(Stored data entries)
════════
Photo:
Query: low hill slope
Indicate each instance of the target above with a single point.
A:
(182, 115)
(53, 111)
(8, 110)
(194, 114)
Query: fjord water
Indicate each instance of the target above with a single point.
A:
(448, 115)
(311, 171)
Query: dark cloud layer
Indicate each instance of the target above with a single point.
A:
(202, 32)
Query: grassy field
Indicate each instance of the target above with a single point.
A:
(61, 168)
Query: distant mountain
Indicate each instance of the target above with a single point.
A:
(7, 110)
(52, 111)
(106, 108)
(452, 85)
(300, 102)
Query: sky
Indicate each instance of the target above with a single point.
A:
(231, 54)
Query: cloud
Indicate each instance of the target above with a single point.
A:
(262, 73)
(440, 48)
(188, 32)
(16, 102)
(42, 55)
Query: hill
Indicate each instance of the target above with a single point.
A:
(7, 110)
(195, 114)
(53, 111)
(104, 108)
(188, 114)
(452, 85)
════════
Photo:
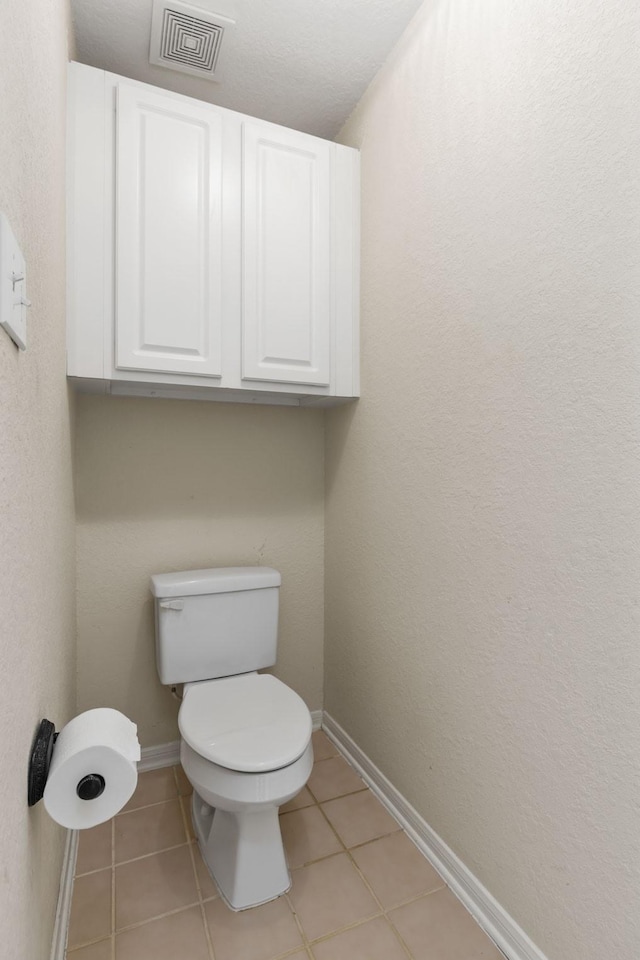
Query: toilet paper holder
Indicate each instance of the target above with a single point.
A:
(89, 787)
════════
(Exercise)
Wherever the word "Query" appears in the data, return the whole line.

(Output below)
Query: low hill slope
Query: fjord water
Query: dark cloud layer
Query: grassy field
Query: distant mountain
Query: sky
Query: cloud
Query: hill
Query: toilet paper holder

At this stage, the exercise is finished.